# [SHORT TASK]
From the material below, list each line that contains the string "floral", copied unchanged.

# [DATA PROVIDED]
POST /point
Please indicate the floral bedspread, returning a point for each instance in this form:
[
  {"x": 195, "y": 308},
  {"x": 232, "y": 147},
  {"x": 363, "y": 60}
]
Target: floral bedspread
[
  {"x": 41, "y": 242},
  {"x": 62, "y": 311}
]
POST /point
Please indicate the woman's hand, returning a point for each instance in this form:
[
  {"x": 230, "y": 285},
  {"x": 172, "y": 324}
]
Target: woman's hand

* * *

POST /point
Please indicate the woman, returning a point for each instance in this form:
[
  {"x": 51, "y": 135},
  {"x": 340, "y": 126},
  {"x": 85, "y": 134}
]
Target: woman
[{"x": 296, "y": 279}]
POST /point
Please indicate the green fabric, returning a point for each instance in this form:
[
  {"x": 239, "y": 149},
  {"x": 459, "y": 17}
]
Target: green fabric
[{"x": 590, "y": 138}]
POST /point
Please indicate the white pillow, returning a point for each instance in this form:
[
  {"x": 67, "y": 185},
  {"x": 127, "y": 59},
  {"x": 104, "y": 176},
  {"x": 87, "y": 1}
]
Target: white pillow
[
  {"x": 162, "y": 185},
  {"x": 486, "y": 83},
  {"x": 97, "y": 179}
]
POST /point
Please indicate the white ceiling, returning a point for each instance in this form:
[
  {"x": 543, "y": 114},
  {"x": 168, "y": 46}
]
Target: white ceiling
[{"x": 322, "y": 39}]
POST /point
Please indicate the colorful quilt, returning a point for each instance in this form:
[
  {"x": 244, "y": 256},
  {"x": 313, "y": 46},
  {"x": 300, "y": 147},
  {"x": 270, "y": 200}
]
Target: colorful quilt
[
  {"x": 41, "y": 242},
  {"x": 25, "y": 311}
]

# [RESPONSE TO THIS EXERCISE]
Please indicate the floral bedspread, returning a point for each instance in this form:
Target: floral bedspread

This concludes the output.